▶ _WRITTEN PROBLEM_
Lay out the lines of the listing, starting at the line that contains "Target: tree trunk" and ending at the last line, as a Markdown table with the columns Row and Content. Leave out any blank lines.

-- START OF DATASET --

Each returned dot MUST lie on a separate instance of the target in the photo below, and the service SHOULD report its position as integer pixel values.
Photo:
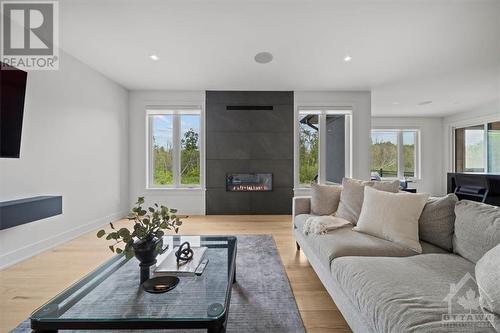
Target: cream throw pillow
(325, 199)
(351, 198)
(392, 216)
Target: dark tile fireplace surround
(249, 137)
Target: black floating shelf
(22, 211)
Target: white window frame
(418, 152)
(482, 121)
(176, 111)
(322, 112)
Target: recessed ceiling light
(263, 57)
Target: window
(477, 148)
(323, 146)
(494, 147)
(174, 148)
(394, 153)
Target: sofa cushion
(325, 199)
(392, 216)
(437, 221)
(477, 229)
(351, 198)
(487, 277)
(403, 294)
(347, 242)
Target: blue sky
(163, 127)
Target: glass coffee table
(111, 298)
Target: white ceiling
(405, 51)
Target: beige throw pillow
(351, 198)
(392, 216)
(325, 199)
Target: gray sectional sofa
(381, 287)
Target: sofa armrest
(301, 205)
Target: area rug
(261, 300)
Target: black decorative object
(249, 182)
(184, 253)
(160, 284)
(22, 211)
(146, 251)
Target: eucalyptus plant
(148, 225)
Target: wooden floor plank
(29, 284)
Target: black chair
(471, 187)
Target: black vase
(146, 251)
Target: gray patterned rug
(261, 301)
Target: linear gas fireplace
(249, 182)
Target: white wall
(74, 144)
(431, 149)
(360, 103)
(187, 201)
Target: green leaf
(123, 232)
(129, 254)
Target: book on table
(170, 266)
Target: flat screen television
(12, 92)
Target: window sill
(175, 189)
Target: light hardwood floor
(29, 284)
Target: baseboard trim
(30, 250)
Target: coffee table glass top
(112, 292)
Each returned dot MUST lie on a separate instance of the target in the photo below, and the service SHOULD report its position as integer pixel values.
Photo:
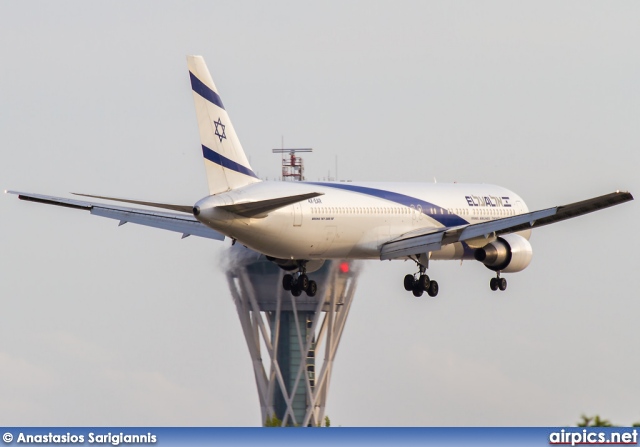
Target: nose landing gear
(299, 282)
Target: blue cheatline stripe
(441, 215)
(201, 89)
(223, 161)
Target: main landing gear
(299, 282)
(420, 282)
(498, 283)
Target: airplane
(299, 225)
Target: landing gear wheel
(312, 289)
(287, 282)
(409, 280)
(303, 282)
(424, 282)
(433, 288)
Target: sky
(133, 326)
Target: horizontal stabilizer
(261, 208)
(186, 225)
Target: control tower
(292, 341)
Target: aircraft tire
(312, 289)
(287, 281)
(424, 282)
(303, 282)
(433, 289)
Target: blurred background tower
(292, 341)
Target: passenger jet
(298, 225)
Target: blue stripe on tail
(201, 89)
(223, 161)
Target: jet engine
(508, 254)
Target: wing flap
(181, 208)
(415, 243)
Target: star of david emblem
(220, 126)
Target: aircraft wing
(433, 239)
(180, 223)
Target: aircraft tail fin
(225, 162)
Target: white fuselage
(353, 220)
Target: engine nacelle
(292, 265)
(509, 253)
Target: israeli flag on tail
(226, 164)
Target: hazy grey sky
(101, 325)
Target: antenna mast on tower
(292, 166)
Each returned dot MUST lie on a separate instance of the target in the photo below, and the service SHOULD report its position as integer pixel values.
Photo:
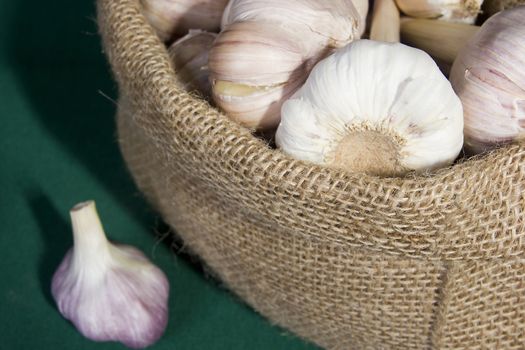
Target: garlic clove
(266, 50)
(251, 78)
(464, 11)
(489, 78)
(385, 21)
(189, 55)
(442, 40)
(379, 108)
(109, 292)
(172, 18)
(337, 21)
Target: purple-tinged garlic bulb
(110, 292)
(489, 77)
(173, 18)
(267, 48)
(463, 11)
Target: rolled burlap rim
(345, 260)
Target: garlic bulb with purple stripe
(110, 292)
(489, 77)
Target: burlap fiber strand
(344, 260)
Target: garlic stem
(385, 21)
(90, 242)
(459, 11)
(441, 40)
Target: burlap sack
(345, 260)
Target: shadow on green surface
(64, 76)
(51, 224)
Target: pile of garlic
(300, 68)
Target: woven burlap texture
(345, 260)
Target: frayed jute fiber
(345, 260)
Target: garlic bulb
(441, 40)
(109, 291)
(373, 107)
(266, 50)
(336, 20)
(491, 7)
(464, 11)
(489, 77)
(385, 21)
(189, 55)
(172, 18)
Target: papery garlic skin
(372, 102)
(464, 11)
(267, 49)
(338, 21)
(172, 18)
(189, 55)
(491, 7)
(254, 95)
(489, 77)
(109, 292)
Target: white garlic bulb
(172, 18)
(464, 11)
(189, 55)
(489, 77)
(267, 49)
(374, 107)
(109, 292)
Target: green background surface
(58, 147)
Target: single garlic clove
(378, 108)
(489, 78)
(189, 55)
(109, 292)
(441, 40)
(464, 11)
(172, 18)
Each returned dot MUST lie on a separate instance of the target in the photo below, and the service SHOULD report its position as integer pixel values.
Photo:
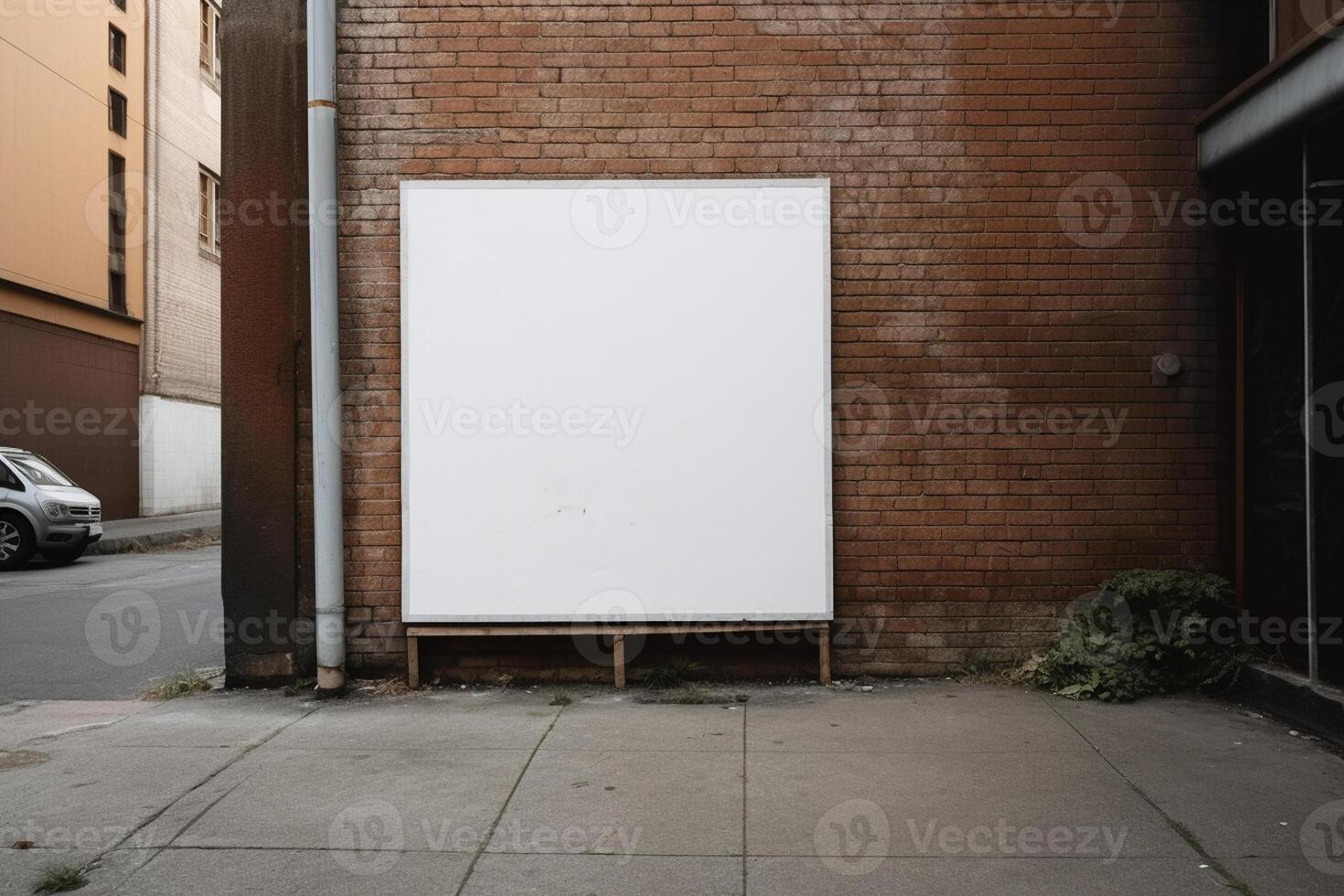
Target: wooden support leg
(824, 653)
(618, 658)
(413, 661)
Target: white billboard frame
(406, 303)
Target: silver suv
(43, 511)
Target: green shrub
(1144, 633)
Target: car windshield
(39, 469)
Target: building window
(210, 40)
(116, 112)
(116, 232)
(117, 48)
(208, 229)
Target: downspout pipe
(328, 549)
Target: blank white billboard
(615, 400)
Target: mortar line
(1230, 880)
(205, 781)
(489, 835)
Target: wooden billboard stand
(617, 633)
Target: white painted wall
(179, 455)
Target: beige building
(179, 403)
(109, 246)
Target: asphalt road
(105, 626)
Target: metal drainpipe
(328, 549)
(1313, 645)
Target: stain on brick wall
(1004, 269)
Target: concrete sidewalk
(120, 536)
(917, 787)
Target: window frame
(208, 192)
(117, 101)
(210, 42)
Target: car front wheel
(16, 541)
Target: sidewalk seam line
(205, 781)
(743, 799)
(489, 835)
(1230, 880)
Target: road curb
(129, 544)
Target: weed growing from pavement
(179, 686)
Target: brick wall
(968, 280)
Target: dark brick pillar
(263, 329)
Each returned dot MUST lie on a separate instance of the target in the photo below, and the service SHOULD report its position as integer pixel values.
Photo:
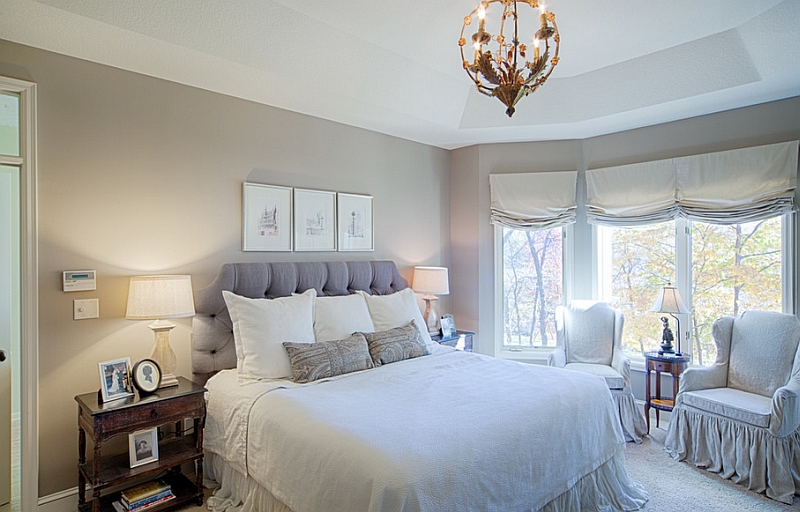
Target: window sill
(527, 355)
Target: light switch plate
(85, 308)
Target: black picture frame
(448, 326)
(146, 376)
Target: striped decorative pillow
(314, 361)
(396, 344)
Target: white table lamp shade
(669, 301)
(157, 298)
(431, 280)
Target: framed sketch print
(143, 446)
(355, 222)
(267, 218)
(115, 379)
(314, 220)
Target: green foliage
(734, 268)
(532, 279)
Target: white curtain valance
(728, 187)
(536, 200)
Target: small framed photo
(448, 326)
(143, 446)
(267, 218)
(115, 379)
(314, 220)
(146, 376)
(354, 214)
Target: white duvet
(451, 431)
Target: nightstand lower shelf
(184, 490)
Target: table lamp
(158, 298)
(431, 281)
(669, 301)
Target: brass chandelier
(506, 73)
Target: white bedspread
(451, 431)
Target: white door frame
(29, 288)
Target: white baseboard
(62, 501)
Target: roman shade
(536, 200)
(728, 187)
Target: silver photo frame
(143, 446)
(354, 214)
(115, 379)
(267, 218)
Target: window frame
(683, 274)
(528, 354)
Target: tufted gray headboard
(212, 331)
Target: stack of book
(144, 496)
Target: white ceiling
(395, 67)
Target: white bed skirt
(607, 489)
(631, 418)
(749, 456)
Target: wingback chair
(589, 339)
(740, 416)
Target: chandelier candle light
(157, 298)
(505, 72)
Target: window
(532, 286)
(730, 268)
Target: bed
(422, 427)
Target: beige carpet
(677, 486)
(680, 487)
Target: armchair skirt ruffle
(748, 455)
(631, 418)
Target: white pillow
(260, 326)
(336, 318)
(396, 310)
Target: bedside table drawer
(148, 414)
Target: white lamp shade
(158, 297)
(431, 280)
(669, 301)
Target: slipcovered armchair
(589, 339)
(740, 416)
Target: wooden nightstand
(462, 340)
(104, 421)
(674, 365)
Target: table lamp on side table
(431, 281)
(669, 301)
(158, 298)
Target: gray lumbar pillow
(314, 361)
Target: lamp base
(431, 316)
(163, 353)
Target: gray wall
(139, 175)
(473, 244)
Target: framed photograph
(448, 326)
(115, 379)
(146, 375)
(143, 446)
(314, 220)
(355, 222)
(267, 218)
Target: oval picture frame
(146, 376)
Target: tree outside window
(532, 286)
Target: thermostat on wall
(79, 280)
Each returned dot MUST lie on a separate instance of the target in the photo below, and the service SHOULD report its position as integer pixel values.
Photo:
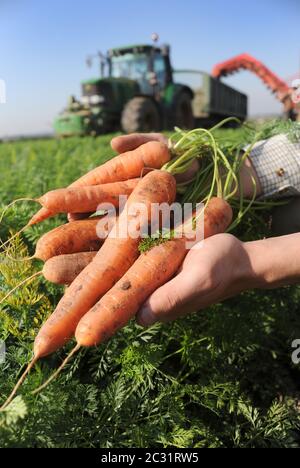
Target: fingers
(124, 143)
(167, 303)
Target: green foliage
(220, 378)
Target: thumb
(164, 304)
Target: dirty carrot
(126, 166)
(151, 270)
(86, 199)
(112, 261)
(79, 236)
(62, 269)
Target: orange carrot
(126, 166)
(63, 269)
(86, 199)
(150, 271)
(109, 265)
(80, 236)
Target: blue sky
(43, 46)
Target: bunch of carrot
(109, 279)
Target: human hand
(215, 269)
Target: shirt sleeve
(277, 164)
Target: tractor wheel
(140, 115)
(183, 111)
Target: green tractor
(139, 91)
(137, 95)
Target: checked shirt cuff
(277, 163)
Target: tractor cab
(134, 92)
(147, 65)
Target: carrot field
(220, 378)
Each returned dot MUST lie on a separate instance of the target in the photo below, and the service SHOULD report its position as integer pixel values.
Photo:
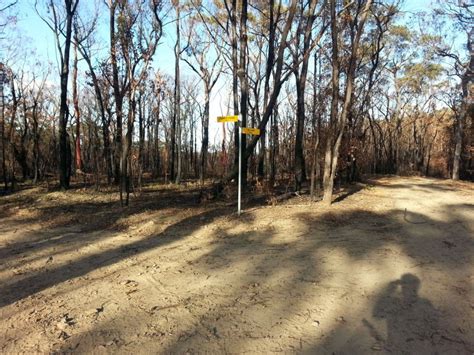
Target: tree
(60, 22)
(356, 16)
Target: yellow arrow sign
(233, 118)
(253, 131)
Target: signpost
(233, 118)
(242, 130)
(252, 131)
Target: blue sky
(41, 38)
(36, 34)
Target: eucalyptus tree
(60, 21)
(204, 60)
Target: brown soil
(388, 268)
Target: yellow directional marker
(253, 131)
(233, 118)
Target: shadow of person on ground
(412, 321)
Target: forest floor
(388, 268)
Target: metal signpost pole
(240, 168)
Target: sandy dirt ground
(387, 269)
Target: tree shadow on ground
(277, 283)
(272, 282)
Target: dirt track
(387, 269)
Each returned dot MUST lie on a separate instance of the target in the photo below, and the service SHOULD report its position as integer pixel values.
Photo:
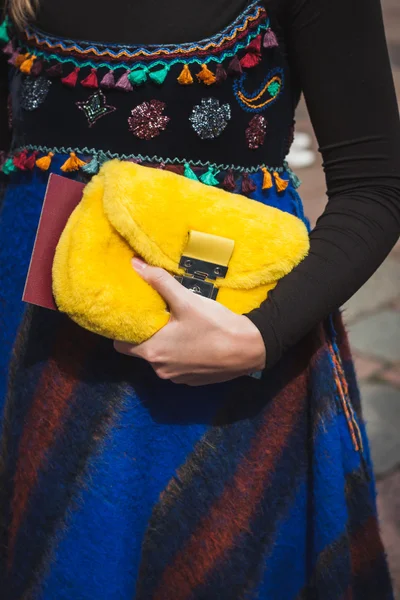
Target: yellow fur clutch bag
(219, 243)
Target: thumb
(163, 283)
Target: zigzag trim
(152, 159)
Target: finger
(137, 350)
(161, 281)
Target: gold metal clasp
(206, 256)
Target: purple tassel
(9, 49)
(108, 81)
(270, 40)
(220, 74)
(248, 184)
(55, 70)
(229, 183)
(13, 57)
(123, 83)
(234, 67)
(37, 67)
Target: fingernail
(138, 265)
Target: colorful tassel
(13, 58)
(45, 162)
(281, 184)
(138, 76)
(92, 167)
(21, 58)
(234, 67)
(123, 83)
(229, 183)
(91, 80)
(248, 185)
(206, 76)
(220, 74)
(27, 65)
(159, 76)
(71, 79)
(209, 177)
(185, 78)
(296, 181)
(108, 81)
(30, 161)
(253, 54)
(267, 179)
(73, 163)
(189, 173)
(20, 160)
(4, 37)
(270, 40)
(55, 70)
(9, 167)
(9, 49)
(37, 67)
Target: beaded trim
(235, 37)
(151, 159)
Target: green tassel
(4, 37)
(9, 167)
(189, 173)
(296, 182)
(160, 75)
(138, 76)
(92, 167)
(209, 177)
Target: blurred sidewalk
(373, 321)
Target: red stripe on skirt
(45, 418)
(233, 510)
(365, 546)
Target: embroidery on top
(267, 94)
(34, 91)
(95, 107)
(209, 119)
(255, 133)
(33, 51)
(147, 120)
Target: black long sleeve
(338, 54)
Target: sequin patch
(147, 120)
(95, 107)
(209, 119)
(255, 133)
(34, 92)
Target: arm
(338, 53)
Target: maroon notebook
(62, 196)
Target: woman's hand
(203, 342)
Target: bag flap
(154, 210)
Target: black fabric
(338, 56)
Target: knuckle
(162, 373)
(157, 274)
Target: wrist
(251, 346)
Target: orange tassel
(267, 179)
(185, 78)
(206, 76)
(26, 66)
(21, 58)
(73, 163)
(281, 184)
(45, 162)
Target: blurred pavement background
(373, 321)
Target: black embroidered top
(327, 52)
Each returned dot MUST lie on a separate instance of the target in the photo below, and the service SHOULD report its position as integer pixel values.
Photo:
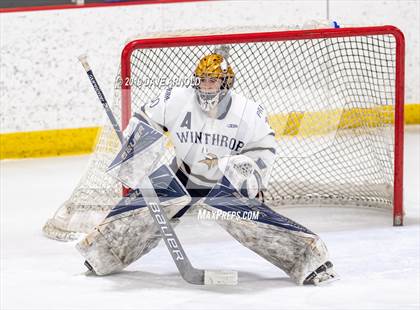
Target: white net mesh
(330, 101)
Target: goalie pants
(122, 238)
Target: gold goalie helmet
(216, 78)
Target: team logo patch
(210, 160)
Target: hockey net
(334, 98)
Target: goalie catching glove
(132, 124)
(243, 173)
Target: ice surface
(379, 264)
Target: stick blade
(220, 277)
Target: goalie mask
(216, 78)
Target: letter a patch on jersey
(187, 121)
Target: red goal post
(318, 35)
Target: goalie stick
(188, 272)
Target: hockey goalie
(224, 150)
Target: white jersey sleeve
(261, 147)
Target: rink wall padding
(76, 141)
(48, 143)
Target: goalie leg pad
(286, 244)
(297, 253)
(122, 239)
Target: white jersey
(200, 140)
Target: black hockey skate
(322, 275)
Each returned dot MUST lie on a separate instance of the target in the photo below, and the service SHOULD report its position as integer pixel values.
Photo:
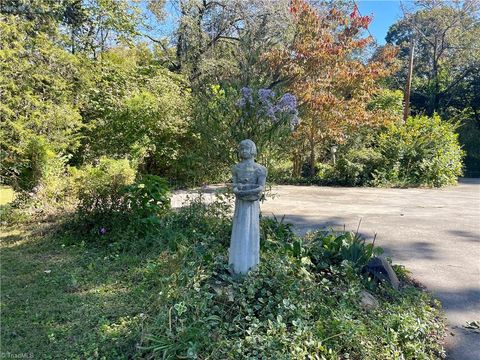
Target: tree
(39, 85)
(447, 64)
(447, 37)
(323, 68)
(221, 41)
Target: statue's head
(247, 149)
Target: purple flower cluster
(247, 97)
(285, 106)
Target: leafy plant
(423, 151)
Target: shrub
(356, 167)
(101, 189)
(101, 192)
(147, 199)
(423, 151)
(285, 309)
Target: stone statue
(248, 184)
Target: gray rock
(368, 301)
(381, 270)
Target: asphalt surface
(435, 233)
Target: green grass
(170, 296)
(6, 195)
(69, 301)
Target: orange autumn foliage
(323, 68)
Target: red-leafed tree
(324, 68)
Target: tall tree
(447, 36)
(323, 67)
(447, 64)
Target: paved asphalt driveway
(435, 233)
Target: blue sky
(385, 13)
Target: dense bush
(101, 189)
(423, 151)
(356, 167)
(110, 199)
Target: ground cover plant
(168, 293)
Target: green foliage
(423, 151)
(390, 101)
(111, 201)
(135, 110)
(39, 82)
(330, 248)
(101, 189)
(356, 166)
(290, 307)
(149, 196)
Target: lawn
(169, 296)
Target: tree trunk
(312, 155)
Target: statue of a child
(248, 184)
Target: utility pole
(406, 108)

-- END OF DATASET --

▶ _RESPONSE FOR THIS EXERCISE_
| Row | Content |
|---|---|
| 1 | Target: tree trunk |
| 2 | (312, 155) |
| 3 | Target: statue of a child |
| 4 | (248, 184) |
| 5 | Target: utility pole |
| 6 | (406, 108) |